Excerpts of pointing data
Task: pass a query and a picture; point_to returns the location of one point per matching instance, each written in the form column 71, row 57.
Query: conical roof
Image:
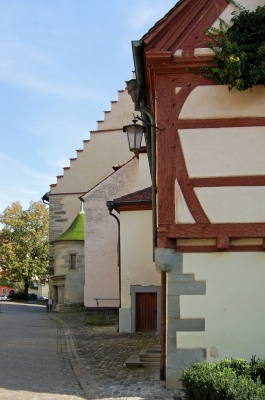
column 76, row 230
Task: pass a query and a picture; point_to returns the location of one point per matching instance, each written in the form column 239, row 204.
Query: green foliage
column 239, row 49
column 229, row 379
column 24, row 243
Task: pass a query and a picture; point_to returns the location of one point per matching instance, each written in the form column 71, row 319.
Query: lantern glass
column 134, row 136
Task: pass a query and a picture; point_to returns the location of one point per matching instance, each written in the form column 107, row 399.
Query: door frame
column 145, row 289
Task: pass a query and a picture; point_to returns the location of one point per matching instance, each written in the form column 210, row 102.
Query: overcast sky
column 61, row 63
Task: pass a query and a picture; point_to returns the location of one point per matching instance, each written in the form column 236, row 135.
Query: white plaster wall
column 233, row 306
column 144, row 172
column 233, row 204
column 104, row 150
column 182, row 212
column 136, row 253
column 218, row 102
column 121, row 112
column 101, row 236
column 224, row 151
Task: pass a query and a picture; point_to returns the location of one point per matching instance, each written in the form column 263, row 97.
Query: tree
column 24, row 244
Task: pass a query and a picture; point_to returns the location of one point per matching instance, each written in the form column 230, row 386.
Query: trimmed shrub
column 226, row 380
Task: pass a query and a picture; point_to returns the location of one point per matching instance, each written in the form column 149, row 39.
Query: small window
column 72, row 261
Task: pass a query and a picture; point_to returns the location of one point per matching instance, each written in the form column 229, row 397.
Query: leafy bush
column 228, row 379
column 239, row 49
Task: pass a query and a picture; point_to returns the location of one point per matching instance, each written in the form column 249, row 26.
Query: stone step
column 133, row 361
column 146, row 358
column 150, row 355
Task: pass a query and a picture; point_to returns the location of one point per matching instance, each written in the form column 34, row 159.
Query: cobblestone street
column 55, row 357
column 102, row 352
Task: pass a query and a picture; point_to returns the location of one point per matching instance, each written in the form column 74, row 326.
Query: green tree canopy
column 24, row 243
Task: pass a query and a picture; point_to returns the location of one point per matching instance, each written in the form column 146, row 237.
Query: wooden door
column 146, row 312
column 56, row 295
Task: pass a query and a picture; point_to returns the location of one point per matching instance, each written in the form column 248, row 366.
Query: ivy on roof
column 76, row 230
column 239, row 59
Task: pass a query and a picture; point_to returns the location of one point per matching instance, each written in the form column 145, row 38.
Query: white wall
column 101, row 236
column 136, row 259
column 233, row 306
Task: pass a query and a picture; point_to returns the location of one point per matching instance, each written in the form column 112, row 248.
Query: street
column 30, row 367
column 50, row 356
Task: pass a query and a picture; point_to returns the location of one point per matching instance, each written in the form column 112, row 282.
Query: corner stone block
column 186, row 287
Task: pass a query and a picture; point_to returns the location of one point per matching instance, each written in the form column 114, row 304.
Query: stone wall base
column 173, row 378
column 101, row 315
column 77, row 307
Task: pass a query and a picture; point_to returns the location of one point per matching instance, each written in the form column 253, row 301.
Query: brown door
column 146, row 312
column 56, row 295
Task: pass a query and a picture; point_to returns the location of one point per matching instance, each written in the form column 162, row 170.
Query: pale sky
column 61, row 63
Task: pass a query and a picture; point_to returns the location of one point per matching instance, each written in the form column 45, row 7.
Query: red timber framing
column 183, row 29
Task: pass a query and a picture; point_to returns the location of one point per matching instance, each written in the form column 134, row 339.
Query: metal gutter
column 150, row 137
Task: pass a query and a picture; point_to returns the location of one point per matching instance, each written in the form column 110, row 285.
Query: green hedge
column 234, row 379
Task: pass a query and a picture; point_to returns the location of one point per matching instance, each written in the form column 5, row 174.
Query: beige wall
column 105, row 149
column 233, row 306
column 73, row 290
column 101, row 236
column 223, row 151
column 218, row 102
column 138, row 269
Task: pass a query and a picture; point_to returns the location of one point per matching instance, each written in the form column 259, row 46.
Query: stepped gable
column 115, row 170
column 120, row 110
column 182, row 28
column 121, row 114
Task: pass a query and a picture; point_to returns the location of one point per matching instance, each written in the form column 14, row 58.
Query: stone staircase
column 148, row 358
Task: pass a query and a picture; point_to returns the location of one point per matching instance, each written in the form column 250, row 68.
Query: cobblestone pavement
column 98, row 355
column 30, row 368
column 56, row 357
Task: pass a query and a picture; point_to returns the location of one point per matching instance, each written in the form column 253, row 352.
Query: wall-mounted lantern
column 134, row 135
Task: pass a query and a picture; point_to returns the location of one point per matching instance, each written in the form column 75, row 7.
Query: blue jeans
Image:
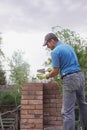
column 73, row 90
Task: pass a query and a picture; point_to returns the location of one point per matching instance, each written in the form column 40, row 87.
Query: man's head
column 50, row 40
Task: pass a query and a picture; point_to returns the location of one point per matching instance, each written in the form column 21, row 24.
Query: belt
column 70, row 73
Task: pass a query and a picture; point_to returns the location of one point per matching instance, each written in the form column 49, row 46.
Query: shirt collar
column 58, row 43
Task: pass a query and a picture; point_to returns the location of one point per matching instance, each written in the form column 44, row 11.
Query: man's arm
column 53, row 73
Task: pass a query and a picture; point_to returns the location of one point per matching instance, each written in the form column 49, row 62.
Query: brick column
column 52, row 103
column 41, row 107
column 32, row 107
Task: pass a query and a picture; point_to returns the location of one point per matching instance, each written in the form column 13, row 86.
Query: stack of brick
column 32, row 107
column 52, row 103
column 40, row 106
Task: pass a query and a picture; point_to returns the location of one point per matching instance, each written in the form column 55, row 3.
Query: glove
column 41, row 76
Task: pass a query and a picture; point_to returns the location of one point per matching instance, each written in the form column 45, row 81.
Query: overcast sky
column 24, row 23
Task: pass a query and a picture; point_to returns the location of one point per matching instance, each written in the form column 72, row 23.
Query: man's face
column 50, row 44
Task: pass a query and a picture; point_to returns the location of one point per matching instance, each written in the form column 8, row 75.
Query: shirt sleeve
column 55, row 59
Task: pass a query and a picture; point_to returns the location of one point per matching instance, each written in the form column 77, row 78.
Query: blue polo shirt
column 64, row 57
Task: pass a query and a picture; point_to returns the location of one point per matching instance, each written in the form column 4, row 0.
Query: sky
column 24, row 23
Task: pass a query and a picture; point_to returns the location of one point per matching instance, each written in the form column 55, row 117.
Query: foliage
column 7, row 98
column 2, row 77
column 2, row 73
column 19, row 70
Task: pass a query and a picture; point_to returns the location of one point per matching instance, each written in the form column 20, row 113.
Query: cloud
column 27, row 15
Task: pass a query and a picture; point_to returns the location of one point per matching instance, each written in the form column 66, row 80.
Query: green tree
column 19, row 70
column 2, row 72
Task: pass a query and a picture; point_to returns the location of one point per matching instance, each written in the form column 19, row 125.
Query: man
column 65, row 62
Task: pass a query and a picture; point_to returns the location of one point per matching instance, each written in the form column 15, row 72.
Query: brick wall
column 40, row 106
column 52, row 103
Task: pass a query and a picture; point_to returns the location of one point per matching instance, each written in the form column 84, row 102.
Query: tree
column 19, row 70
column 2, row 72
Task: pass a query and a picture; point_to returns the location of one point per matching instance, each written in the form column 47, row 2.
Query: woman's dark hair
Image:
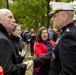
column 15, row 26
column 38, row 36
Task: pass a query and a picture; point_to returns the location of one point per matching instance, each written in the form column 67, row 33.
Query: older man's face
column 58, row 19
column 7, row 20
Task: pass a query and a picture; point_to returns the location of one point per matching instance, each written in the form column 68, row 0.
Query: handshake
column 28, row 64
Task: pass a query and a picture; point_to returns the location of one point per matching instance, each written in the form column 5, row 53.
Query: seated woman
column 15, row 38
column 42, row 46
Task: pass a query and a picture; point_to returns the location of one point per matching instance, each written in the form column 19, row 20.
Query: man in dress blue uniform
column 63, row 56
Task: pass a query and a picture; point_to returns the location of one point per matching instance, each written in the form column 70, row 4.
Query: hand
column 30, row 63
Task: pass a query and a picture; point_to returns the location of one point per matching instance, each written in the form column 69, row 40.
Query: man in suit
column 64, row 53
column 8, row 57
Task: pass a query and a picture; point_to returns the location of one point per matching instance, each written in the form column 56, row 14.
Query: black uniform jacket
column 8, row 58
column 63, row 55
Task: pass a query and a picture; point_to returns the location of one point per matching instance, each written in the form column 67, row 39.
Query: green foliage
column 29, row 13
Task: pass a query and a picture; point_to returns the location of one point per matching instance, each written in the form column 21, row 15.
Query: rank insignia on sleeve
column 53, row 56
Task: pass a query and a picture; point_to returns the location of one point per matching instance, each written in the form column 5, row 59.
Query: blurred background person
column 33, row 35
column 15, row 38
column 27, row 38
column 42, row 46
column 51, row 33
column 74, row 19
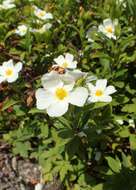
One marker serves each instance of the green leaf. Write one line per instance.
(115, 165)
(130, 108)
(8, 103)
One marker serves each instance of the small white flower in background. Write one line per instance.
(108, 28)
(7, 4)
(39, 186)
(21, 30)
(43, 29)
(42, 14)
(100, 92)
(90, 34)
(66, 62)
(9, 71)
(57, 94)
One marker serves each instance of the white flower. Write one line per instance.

What is needed
Copy out the lines of the data above word for word, from the line containing "253, row 352." down to the line containing "column 70, row 73", both included. Do not include the pictures in your answer.

Response
Task: pass a query and a picture; point_to returns the location of one point per matching instance, each written in the form column 253, row 352.
Query: wall-mounted lantern
column 134, row 135
Task: pass a query and a picture; point_to returns the location of one point per matching instance, each written in the form column 75, row 7.
Query: blue jeans
Image:
column 73, row 90
Task: pass a query and a picture; point_to returns the location of one point per matching instance, each written in the form column 40, row 87.
Query: man's head
column 50, row 40
Task: pass a query and a picture; point_to returns the location of one point per matching instance, each written in the form column 21, row 24.
Query: belt
column 70, row 73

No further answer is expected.